Document passage -
* * * *

There seems no stopping Barack Obama, not solely because of his obvious appeal but because, who really wants to be the one who stands athwart history yelling "Stop!" when this particular history is so compelling?


And so charged.


It is compelling, no matter one's politics. Watching Obama give his celebration speech Tuesday night, I became aware that I was smiling. I slapped myself, of course, but the fool thing wouldn't go away.


It is hard not to smile when Obama is smiling, but it was more than the animal impulse to mimicry. It was simply satisfying to witness the birth of this new political offspring after centuries of labor. We were all midwives in that moment. Bravo.


It's too bad John McCain didn't say something along those lines instead of starting the general election off with a badly delivered attack on Obama. McCain's performance Tuesday provided a glimpse of the downer aspect of competing with this particular foe.


Suddenly, the Old Warrior was grumpy ol' granddad breaking up the keg party.


McCain will have to fight that bummer rap throughout the campaign as he says what he must to bring Obama down. He will also have to battle something else less tangible, which is the human attraction to momentousness, the desire to be part of the unfolding drama. (Involuntary smiling is an early symptom.)


Not everyone's swooning, clearly. Republicans want to stop Obama for all the right reasons (increased government confiscation of earnings, redistribution of wealth, and the prospect of a President Obama empowering enemies through therapeutic chats). Nevertheless, many GOP insiders — resigned to the growing probability of a Democratic surge — long ago shifted their focus to 2012.


Some Hillary supporters would also like to stop Obama as a protest, believing they've been cheated in their quest to place the first female in the presidency. We witness in that reaction the downside of winning when someone else's "first" is thwarted in the process.


But overall, as headlines around the world have treated Obama's nomination as the second coming, there is a perceptible undercurrent of fait accompli.


"For the time being, Barack Obama is changing the world," wrote one British columnist. "Star Wars" creator George Lucas bestowed the force on Obama, declaring him a hero "for all of us that have dreams and hope."

* * * *

[Region pointing lines]
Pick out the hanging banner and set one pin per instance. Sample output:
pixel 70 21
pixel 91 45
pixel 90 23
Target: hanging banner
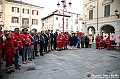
pixel 66 24
pixel 117 37
pixel 105 36
pixel 112 36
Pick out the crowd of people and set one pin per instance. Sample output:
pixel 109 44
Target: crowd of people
pixel 14 44
pixel 24 43
pixel 102 43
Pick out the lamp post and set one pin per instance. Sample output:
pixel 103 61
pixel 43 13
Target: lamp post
pixel 64 7
pixel 97 15
pixel 116 13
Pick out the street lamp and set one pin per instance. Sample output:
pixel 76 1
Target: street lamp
pixel 116 13
pixel 64 7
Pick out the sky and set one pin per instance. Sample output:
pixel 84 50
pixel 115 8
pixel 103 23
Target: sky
pixel 51 5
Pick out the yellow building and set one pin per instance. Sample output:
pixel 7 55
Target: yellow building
pixel 101 16
pixel 20 14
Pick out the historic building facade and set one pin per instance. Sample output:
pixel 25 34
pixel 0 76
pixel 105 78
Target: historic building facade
pixel 101 16
pixel 20 14
pixel 54 22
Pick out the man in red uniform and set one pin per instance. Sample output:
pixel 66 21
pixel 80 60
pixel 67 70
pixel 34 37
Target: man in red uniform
pixel 59 42
pixel 63 41
pixel 26 42
pixel 9 50
pixel 98 42
pixel 1 41
pixel 67 36
pixel 18 45
pixel 108 43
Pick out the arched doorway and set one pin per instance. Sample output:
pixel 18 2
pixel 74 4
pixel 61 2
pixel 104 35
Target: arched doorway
pixel 107 29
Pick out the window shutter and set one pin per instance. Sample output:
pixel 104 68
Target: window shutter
pixel 27 20
pixel 17 19
pixel 18 10
pixel 22 20
pixel 32 11
pixel 23 10
pixel 32 21
pixel 107 10
pixel 12 9
pixel 37 12
pixel 36 21
pixel 91 14
pixel 12 19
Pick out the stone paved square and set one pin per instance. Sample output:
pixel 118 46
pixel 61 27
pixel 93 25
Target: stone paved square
pixel 70 64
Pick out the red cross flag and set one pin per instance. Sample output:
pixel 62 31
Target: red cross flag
pixel 112 36
pixel 117 37
pixel 105 36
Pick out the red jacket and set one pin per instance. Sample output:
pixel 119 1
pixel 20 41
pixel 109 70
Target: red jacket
pixel 59 38
pixel 26 39
pixel 67 36
pixel 1 44
pixel 17 41
pixel 8 47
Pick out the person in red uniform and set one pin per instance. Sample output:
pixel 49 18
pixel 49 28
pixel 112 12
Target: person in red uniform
pixel 59 42
pixel 98 42
pixel 108 43
pixel 63 41
pixel 18 46
pixel 26 43
pixel 1 41
pixel 67 36
pixel 8 48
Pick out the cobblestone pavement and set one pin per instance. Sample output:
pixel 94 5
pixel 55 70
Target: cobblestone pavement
pixel 71 64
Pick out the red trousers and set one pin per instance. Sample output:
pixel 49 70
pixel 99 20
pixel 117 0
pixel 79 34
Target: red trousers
pixel 98 45
pixel 9 61
pixel 59 45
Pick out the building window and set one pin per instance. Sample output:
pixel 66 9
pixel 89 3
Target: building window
pixel 56 18
pixel 15 9
pixel 34 12
pixel 25 20
pixel 15 19
pixel 35 21
pixel 107 10
pixel 90 14
pixel 26 11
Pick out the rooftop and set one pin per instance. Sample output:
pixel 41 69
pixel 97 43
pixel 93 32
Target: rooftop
pixel 21 2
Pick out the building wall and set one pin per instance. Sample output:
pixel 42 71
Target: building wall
pixel 8 14
pixel 111 20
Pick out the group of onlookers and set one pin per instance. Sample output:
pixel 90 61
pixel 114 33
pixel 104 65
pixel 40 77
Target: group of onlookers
pixel 102 43
pixel 25 43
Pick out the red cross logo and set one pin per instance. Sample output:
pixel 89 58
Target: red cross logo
pixel 105 36
pixel 118 37
pixel 112 36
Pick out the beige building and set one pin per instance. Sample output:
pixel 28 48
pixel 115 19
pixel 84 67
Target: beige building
pixel 54 21
pixel 20 14
pixel 1 13
pixel 101 16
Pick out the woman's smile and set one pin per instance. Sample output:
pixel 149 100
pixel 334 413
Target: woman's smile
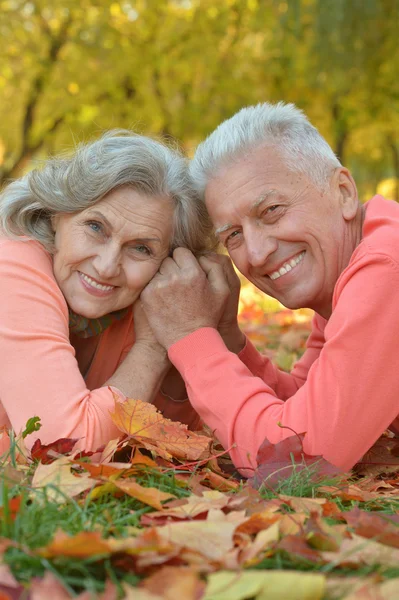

* * * *

Activities -
**A)** Answer these questions about the column on Obama's nomination, one line each:
(i) What did the writer become aware of while watching Obama's celebration speech Tuesday night?
(ii) How did John McCain start the general election off?
(iii) Who bestowed the force on Obama?
**B)** Please reproduce the column on Obama's nomination from "It's too bad" up to and including "this particular foe.".
**C)** Carry on the column on Obama's nomination, picking up right after its final sentence.

Answers provided -
**A)**
(i) That the writer was smiling.
(ii) With a badly delivered attack on Obama.
(iii) "Star Wars" creator George Lucas.

**B)**
It's too bad John McCain didn't say something along those lines instead of starting the general election off with a badly delivered attack on Obama. McCain's performance Tuesday provided a glimpse of the downer aspect of competing with this particular foe.

**C)**
All that remains is for Obama's visage to appear on some petrified Mayan bagel.


Neither candidate has an easy road ahead, but McCain's ride may be bumpier, not least because he is incorrectly viewed as a Bush clone. Obama continues to hammer that notion with words and clever ads, but the truth is McCain has differed with Bush on the most important issues, from climate change to torture to the surge, which McCain urged long before Bush ordered it.


But before McCain can hope to challenge Obama on substance, he has to get people to avert their gaze from the shiny new object of their infatuation.


Ultimately, the idea of Obama may be harder to defeat than the man himself. He isn't just a candidate anymore, but has become the human symbol of a nation's trajectory. In that sense, he is the one we've been waiting for — a blend of our best efforts, the product of the American imagination: not of one race, nor of one region, belonging to no single demographic. He is living proof of what makes America unique.


McCain's success, therefore, may ride in part upon whether he can survive his own deconstruction of Obama, through which we will discover the ultimate truth of Obama's candidacy and of the American experiment.


Can we critique the issues — and the man — without resorting to racial interpretations and recriminations? If McCain wins, can his victory simply be a loss for Democrats — and not a loss specifically for African-Americans?


The answers to those questions will be the measure of whether we've really progressed to the point we claim.